For each line in the data below that holds "recessed", return a copy.

*Data excerpts:*
::::::::::
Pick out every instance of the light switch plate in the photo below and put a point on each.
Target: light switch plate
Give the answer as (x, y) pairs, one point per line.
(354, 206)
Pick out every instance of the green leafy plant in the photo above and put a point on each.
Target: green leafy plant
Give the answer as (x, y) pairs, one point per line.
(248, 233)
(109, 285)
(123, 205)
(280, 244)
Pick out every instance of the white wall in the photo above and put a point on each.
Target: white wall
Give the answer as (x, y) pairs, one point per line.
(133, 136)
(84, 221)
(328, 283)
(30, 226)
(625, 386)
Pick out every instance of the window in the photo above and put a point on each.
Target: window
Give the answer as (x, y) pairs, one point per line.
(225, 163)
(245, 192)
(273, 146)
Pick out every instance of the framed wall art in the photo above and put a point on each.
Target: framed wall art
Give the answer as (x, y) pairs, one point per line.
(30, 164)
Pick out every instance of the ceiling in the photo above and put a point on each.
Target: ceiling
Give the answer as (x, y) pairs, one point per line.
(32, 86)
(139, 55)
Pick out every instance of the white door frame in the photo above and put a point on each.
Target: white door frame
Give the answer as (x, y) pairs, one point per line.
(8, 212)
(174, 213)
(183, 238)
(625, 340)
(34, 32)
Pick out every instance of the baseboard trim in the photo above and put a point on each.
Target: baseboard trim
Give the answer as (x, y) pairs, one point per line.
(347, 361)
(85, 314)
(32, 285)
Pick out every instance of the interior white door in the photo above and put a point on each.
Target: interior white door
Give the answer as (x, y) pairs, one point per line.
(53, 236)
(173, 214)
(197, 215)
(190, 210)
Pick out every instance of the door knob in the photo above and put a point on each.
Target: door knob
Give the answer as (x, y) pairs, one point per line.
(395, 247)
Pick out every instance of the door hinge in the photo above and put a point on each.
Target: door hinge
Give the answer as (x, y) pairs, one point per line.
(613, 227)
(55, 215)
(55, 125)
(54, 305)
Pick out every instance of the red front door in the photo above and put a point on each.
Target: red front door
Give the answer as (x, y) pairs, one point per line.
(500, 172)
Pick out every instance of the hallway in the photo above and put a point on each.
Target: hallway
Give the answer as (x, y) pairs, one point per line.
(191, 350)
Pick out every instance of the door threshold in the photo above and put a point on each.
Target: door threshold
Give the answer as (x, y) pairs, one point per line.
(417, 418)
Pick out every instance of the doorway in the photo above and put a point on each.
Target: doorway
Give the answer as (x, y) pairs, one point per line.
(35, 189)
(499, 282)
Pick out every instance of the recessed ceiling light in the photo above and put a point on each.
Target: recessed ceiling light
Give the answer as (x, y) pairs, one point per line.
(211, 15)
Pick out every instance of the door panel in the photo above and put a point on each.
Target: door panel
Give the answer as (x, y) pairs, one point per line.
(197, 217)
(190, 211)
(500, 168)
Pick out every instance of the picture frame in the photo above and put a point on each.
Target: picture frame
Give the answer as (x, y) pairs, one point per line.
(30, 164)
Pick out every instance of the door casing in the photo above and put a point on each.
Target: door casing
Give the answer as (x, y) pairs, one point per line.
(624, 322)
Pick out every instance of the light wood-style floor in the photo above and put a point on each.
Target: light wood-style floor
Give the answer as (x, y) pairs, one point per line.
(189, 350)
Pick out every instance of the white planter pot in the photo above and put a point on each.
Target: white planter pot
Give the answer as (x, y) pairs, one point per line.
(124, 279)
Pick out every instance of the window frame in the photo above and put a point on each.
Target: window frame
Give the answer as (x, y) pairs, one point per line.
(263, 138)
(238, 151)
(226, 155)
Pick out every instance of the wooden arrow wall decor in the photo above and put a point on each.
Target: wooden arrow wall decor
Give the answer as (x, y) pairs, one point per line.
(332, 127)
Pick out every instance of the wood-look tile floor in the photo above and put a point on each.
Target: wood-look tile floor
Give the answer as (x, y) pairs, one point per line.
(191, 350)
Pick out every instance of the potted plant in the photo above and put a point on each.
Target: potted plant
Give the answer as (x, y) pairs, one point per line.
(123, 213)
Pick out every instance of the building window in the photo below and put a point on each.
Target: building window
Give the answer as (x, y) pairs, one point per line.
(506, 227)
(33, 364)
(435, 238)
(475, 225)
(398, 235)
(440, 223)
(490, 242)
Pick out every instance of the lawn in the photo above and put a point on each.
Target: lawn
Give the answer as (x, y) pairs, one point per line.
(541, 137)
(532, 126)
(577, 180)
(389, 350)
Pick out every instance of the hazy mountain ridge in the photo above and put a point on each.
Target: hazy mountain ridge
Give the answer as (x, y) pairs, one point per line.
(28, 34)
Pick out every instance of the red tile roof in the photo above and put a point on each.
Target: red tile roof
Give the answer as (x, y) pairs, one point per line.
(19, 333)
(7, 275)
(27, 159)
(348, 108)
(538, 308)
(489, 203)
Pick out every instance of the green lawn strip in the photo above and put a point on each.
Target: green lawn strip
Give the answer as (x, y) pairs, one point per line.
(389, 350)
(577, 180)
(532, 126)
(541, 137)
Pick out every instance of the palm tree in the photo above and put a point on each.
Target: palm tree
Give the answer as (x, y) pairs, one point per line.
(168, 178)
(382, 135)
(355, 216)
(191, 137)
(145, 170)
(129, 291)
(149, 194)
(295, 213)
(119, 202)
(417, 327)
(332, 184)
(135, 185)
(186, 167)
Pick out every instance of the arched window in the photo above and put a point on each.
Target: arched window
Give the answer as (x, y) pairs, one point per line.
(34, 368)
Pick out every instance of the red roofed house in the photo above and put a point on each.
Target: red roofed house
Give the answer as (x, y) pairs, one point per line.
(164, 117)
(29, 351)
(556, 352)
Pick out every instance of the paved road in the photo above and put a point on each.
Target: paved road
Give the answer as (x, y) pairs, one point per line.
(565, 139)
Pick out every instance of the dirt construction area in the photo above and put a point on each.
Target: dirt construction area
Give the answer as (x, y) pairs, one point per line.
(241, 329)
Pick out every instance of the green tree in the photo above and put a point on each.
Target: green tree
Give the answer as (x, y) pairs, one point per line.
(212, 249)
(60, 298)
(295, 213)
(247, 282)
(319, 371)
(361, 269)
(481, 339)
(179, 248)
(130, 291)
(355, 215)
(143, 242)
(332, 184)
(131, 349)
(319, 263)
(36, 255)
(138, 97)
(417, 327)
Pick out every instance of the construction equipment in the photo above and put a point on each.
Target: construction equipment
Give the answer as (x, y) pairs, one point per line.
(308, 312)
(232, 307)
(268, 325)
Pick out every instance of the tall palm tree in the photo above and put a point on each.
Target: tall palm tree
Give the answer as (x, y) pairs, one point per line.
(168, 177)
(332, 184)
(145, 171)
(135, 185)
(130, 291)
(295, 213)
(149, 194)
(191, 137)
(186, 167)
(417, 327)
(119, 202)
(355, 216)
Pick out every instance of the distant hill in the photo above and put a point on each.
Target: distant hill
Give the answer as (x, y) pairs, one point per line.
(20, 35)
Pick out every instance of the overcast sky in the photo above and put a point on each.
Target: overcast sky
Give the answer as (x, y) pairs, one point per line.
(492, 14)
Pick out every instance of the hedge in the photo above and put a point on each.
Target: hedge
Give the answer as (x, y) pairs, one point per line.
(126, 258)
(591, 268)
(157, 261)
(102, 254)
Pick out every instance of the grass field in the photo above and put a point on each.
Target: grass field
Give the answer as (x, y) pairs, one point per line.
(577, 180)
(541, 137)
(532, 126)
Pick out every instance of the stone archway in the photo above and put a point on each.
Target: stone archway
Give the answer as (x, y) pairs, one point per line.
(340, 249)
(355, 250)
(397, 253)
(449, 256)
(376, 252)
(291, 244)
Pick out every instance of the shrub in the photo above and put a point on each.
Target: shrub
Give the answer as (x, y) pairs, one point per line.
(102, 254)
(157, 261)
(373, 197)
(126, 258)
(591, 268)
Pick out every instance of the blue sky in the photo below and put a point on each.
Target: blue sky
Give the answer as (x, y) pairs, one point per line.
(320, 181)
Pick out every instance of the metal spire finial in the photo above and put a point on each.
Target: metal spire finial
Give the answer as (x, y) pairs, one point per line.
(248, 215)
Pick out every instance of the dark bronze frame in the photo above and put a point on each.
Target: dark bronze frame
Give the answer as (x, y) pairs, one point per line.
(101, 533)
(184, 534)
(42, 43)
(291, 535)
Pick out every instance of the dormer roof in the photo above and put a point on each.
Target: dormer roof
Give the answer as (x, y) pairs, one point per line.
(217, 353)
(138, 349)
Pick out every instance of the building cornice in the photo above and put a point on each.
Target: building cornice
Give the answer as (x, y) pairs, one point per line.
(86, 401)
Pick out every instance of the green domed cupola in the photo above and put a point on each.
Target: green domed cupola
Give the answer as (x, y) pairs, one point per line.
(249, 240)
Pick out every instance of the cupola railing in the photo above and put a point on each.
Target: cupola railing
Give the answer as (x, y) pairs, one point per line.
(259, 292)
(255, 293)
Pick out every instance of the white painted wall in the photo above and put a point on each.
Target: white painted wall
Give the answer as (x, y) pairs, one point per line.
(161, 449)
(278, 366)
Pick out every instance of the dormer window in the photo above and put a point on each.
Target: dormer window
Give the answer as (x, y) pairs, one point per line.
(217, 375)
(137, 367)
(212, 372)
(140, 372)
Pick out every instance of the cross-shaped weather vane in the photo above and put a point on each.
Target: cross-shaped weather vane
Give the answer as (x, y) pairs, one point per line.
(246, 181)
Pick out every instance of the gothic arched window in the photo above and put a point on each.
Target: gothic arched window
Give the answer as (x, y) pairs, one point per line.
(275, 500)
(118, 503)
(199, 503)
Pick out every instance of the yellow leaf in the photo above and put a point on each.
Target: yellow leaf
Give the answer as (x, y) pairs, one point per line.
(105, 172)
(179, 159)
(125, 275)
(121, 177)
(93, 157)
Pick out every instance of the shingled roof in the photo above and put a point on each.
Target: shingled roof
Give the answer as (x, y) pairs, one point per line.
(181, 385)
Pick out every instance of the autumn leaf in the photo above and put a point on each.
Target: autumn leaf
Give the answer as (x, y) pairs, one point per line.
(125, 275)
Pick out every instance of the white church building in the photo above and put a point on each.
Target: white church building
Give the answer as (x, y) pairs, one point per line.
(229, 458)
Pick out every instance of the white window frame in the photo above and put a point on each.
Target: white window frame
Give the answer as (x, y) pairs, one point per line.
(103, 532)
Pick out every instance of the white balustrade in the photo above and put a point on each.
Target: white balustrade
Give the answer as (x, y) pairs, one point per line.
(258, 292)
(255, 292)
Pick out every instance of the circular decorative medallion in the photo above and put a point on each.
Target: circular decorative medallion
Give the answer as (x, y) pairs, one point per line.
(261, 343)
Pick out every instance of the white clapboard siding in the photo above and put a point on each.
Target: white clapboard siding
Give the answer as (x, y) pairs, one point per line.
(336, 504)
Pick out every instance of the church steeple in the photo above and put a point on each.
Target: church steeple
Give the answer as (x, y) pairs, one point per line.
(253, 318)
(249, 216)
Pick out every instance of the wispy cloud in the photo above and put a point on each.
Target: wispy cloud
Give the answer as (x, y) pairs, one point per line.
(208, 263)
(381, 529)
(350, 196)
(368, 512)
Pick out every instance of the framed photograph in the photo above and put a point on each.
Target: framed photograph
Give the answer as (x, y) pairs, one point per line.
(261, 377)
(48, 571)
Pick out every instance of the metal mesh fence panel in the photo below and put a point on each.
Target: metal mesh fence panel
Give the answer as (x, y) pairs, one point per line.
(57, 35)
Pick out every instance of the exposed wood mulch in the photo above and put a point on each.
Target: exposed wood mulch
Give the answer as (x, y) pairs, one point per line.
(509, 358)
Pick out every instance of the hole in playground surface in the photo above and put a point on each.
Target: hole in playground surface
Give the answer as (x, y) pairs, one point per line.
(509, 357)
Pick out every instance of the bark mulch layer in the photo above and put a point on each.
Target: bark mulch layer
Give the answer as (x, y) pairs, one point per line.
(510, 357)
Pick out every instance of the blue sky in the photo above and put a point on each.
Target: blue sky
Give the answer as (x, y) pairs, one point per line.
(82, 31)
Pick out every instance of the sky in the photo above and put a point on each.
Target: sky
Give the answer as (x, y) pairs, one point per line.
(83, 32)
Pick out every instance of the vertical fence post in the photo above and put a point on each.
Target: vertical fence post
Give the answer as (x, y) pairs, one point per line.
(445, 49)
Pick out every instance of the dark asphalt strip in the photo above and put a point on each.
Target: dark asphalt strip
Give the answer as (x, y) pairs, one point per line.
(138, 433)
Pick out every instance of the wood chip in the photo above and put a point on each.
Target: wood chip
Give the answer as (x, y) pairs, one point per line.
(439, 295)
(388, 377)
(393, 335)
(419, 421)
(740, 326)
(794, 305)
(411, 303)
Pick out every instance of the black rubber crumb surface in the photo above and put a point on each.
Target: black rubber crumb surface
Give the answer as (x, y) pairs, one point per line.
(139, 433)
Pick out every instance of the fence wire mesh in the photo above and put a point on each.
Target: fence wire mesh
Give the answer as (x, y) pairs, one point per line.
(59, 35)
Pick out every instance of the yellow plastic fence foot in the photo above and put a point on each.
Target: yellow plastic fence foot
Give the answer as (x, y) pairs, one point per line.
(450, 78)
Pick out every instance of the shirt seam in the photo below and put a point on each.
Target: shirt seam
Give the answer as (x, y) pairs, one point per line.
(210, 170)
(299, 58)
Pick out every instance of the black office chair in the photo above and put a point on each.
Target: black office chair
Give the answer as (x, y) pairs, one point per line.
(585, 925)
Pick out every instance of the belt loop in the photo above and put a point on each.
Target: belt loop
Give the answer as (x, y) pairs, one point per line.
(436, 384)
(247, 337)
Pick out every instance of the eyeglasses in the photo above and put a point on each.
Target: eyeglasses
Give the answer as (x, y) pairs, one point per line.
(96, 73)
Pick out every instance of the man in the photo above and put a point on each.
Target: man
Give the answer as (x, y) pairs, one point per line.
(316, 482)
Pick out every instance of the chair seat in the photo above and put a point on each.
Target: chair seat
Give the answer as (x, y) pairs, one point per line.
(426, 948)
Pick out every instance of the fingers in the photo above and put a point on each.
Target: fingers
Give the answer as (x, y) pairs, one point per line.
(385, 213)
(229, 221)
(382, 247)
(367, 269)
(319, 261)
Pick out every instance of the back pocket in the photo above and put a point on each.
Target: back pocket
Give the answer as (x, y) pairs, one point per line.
::::::::::
*Task result:*
Pick out every instance of the recessed ceiling light in the photo above and put a point on each.
Target: recessed ceiling light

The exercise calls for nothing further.